Reproduce only the data from its start through the line containing "x=826 y=330", keeping the requests but leaving out the pictures. Scale every x and y coordinate in the answers by 2.5, rounding each result to a whole number with halves going up.
───── DATA SHOWN
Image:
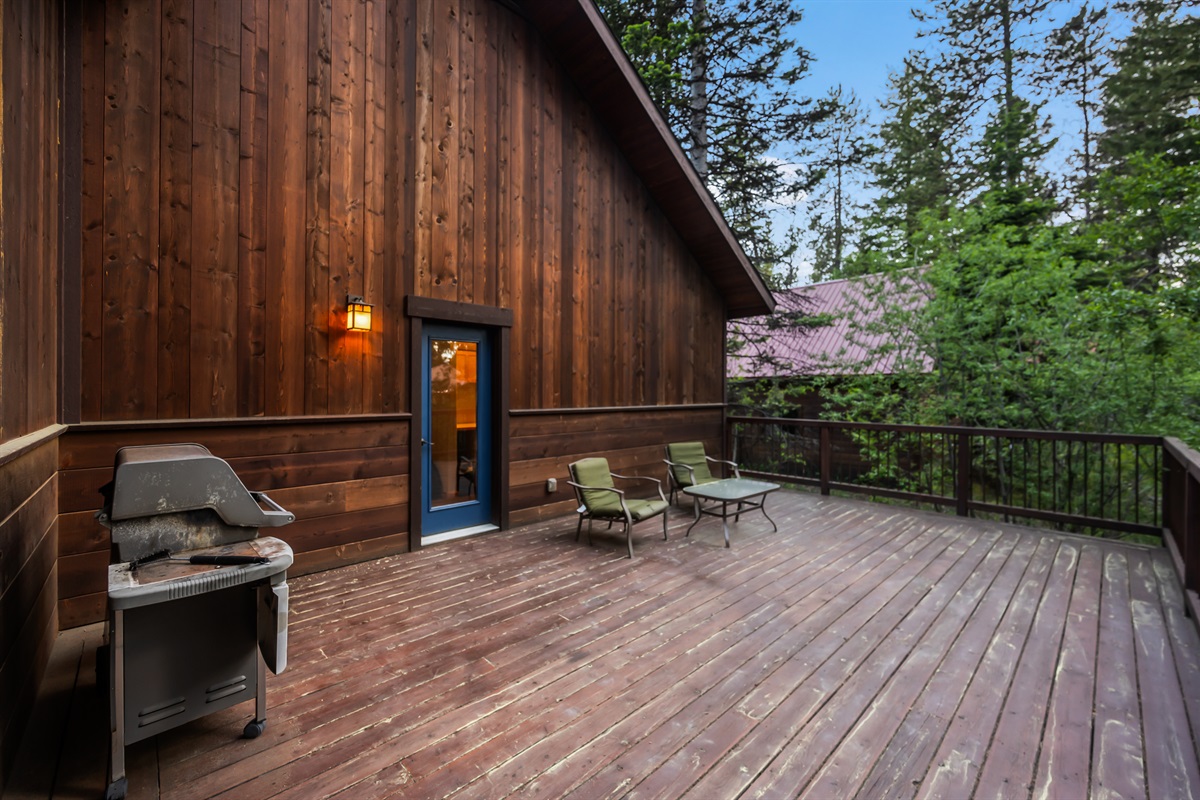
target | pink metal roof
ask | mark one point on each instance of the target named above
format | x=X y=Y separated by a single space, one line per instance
x=853 y=335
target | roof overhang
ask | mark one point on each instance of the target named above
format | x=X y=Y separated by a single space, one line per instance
x=593 y=59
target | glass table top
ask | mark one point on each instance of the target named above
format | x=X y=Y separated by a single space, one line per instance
x=731 y=488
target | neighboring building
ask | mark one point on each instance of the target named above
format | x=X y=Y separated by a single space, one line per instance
x=191 y=190
x=826 y=330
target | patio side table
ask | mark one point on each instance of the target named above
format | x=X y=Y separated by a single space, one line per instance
x=737 y=491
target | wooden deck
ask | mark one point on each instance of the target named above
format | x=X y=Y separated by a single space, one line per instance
x=864 y=650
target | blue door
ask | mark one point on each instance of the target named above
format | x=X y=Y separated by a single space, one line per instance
x=456 y=428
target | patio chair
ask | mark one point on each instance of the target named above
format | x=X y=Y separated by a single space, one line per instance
x=600 y=499
x=688 y=465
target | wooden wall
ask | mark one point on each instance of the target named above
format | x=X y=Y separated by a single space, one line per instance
x=345 y=479
x=30 y=47
x=544 y=443
x=249 y=163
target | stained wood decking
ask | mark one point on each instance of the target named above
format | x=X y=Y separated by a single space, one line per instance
x=864 y=650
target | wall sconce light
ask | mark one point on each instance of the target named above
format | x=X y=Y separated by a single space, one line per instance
x=358 y=313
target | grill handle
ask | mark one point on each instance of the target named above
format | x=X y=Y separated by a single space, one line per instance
x=280 y=516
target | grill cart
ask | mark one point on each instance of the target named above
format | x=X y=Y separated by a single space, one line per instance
x=198 y=602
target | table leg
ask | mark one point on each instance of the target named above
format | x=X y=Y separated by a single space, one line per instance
x=695 y=505
x=762 y=505
x=725 y=521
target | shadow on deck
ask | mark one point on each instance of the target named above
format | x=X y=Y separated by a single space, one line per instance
x=864 y=650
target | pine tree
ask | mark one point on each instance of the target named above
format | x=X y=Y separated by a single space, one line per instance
x=724 y=72
x=1155 y=86
x=915 y=168
x=985 y=53
x=843 y=145
x=1075 y=62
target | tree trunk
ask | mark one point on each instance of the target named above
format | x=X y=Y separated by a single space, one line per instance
x=697 y=126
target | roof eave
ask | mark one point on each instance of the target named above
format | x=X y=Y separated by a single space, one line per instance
x=589 y=53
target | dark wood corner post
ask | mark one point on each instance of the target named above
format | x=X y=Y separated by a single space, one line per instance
x=826 y=459
x=963 y=476
x=498 y=322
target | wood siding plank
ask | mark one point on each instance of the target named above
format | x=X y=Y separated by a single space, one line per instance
x=215 y=181
x=175 y=212
x=252 y=204
x=347 y=130
x=286 y=206
x=129 y=390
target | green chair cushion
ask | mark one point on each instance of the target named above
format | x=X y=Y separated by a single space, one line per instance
x=690 y=453
x=642 y=510
x=594 y=471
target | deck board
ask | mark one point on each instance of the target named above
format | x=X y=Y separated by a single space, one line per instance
x=862 y=651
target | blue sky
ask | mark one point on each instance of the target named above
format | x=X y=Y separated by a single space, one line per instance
x=856 y=43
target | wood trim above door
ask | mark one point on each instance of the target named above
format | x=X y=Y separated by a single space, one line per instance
x=461 y=313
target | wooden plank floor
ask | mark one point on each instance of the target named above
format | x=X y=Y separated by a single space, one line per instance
x=864 y=650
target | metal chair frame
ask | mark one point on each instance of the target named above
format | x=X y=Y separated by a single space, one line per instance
x=627 y=518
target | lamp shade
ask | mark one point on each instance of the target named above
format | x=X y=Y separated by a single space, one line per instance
x=358 y=314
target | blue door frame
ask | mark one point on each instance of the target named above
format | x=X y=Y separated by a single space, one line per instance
x=441 y=509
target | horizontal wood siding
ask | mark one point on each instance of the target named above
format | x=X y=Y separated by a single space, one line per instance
x=30 y=95
x=255 y=162
x=541 y=445
x=28 y=587
x=346 y=481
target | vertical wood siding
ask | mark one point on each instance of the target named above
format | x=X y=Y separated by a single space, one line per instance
x=247 y=163
x=30 y=94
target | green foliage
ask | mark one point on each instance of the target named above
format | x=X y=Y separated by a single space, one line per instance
x=724 y=73
x=1152 y=95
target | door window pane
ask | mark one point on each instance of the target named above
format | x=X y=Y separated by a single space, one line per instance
x=454 y=386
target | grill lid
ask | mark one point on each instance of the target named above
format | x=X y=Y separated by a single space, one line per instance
x=151 y=480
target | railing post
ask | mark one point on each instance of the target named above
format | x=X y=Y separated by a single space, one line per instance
x=963 y=476
x=1187 y=537
x=826 y=458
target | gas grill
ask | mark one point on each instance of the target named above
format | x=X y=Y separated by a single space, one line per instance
x=195 y=594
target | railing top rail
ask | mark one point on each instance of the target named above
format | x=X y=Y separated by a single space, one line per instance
x=1011 y=433
x=1187 y=457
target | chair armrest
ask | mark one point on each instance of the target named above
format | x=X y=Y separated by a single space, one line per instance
x=619 y=493
x=639 y=477
x=691 y=470
x=597 y=488
x=727 y=463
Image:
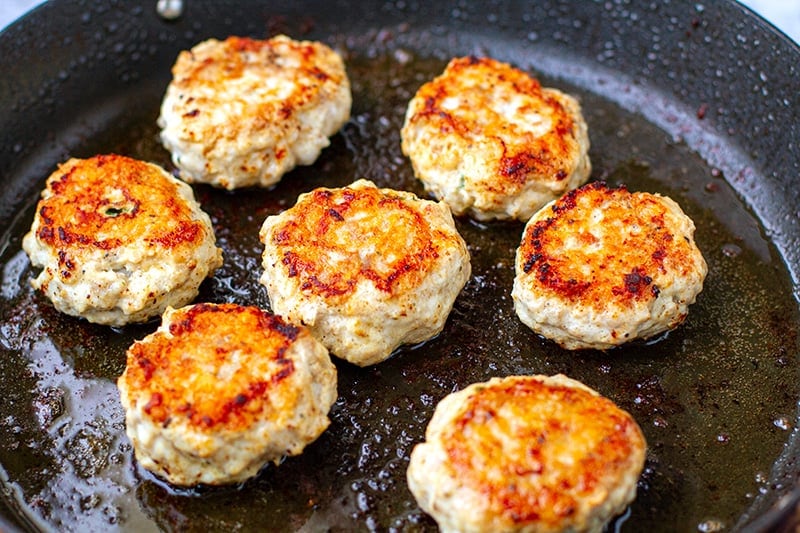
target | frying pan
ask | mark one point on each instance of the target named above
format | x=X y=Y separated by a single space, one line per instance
x=695 y=100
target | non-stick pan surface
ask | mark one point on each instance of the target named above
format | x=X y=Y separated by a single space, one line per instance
x=695 y=100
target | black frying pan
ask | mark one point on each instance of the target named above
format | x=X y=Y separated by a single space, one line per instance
x=698 y=101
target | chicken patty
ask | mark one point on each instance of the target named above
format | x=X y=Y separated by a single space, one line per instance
x=602 y=266
x=243 y=112
x=366 y=269
x=527 y=453
x=491 y=142
x=118 y=240
x=219 y=390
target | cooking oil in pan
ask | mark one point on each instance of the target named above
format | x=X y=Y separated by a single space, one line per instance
x=715 y=398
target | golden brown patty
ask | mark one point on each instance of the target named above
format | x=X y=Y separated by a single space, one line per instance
x=600 y=267
x=527 y=453
x=366 y=269
x=221 y=389
x=491 y=142
x=243 y=111
x=118 y=240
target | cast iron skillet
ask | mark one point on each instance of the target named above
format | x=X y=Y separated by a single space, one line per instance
x=696 y=100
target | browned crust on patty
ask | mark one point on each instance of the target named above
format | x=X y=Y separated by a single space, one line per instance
x=108 y=201
x=168 y=369
x=341 y=222
x=625 y=269
x=547 y=157
x=537 y=450
x=196 y=72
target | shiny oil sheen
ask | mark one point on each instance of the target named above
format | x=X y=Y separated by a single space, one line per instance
x=716 y=398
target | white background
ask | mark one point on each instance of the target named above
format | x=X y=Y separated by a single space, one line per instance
x=785 y=14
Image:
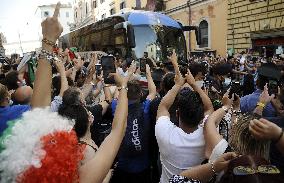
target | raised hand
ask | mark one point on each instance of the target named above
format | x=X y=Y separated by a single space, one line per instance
x=51 y=28
x=189 y=78
x=236 y=102
x=226 y=101
x=148 y=69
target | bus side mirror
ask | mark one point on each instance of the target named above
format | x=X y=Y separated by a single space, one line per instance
x=196 y=30
x=129 y=32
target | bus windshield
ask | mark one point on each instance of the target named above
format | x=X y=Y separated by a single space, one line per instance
x=158 y=41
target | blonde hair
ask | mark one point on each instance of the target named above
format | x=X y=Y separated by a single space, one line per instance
x=242 y=142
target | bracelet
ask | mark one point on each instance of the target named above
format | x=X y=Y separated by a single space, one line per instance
x=123 y=87
x=237 y=112
x=107 y=101
x=48 y=42
x=280 y=136
x=256 y=116
x=50 y=57
x=225 y=109
x=260 y=104
x=212 y=168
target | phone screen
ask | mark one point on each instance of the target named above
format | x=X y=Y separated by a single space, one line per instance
x=143 y=65
x=98 y=69
x=272 y=87
x=235 y=89
x=108 y=66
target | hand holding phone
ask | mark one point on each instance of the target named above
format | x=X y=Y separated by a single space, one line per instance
x=143 y=65
x=108 y=66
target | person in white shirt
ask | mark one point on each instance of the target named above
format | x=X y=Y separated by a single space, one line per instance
x=182 y=147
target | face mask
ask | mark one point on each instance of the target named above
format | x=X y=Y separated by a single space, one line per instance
x=227 y=82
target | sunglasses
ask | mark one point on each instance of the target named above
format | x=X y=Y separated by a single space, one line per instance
x=263 y=169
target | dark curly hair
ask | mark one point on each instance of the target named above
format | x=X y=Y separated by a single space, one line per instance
x=190 y=107
x=79 y=114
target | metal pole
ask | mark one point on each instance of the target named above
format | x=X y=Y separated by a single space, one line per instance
x=189 y=23
x=20 y=42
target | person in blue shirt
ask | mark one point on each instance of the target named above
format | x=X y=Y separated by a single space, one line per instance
x=133 y=158
x=7 y=112
x=249 y=102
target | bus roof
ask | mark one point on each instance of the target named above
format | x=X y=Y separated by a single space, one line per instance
x=139 y=17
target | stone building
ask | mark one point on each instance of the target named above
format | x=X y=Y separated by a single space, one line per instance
x=257 y=26
x=209 y=15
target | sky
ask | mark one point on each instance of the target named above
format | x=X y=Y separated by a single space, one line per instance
x=17 y=17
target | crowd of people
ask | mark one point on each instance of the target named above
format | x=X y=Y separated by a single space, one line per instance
x=210 y=120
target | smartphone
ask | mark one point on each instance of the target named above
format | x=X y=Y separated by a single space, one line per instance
x=272 y=87
x=143 y=65
x=108 y=66
x=169 y=52
x=235 y=89
x=98 y=69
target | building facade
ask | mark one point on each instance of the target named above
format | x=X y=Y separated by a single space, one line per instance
x=21 y=47
x=209 y=15
x=65 y=15
x=257 y=26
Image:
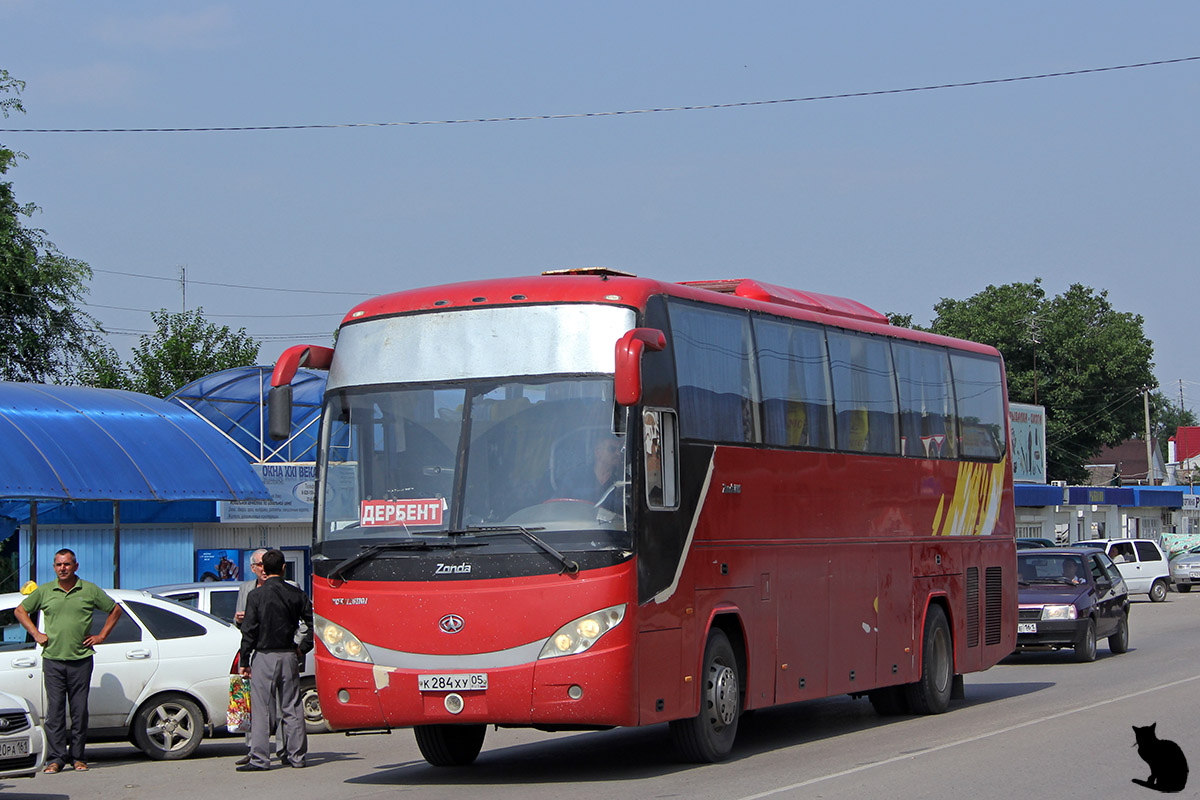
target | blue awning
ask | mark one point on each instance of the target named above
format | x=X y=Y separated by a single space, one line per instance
x=234 y=402
x=75 y=443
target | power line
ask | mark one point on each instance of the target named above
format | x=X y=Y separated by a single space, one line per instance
x=234 y=286
x=208 y=316
x=617 y=113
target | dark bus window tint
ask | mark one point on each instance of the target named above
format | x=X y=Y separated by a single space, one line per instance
x=979 y=389
x=165 y=624
x=125 y=630
x=797 y=403
x=713 y=365
x=864 y=392
x=927 y=401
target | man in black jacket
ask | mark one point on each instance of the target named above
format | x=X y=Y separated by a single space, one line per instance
x=275 y=612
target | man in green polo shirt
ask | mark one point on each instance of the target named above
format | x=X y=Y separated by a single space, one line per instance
x=66 y=655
──────────
**PROBLEM SOLUTION**
Image:
target | pink metal roof
ask | mark one point on each instance of the target named above
format | x=X y=Y separated by a single space, one line per instance
x=2133 y=838
target | roof overhang
ask | mark one point on each instance of the target named above
format | x=X y=Y separated by a single space, one line per instance
x=1483 y=148
target | glass table top
ask | mark one point on each instance of the target named above
format | x=X y=Y separated by a single space, one line per instance
x=1828 y=1220
target | neighboring building
ask | mark one point on each instance of the target named above
format | x=X y=Y separated by a single space, one line per instance
x=478 y=475
x=2065 y=825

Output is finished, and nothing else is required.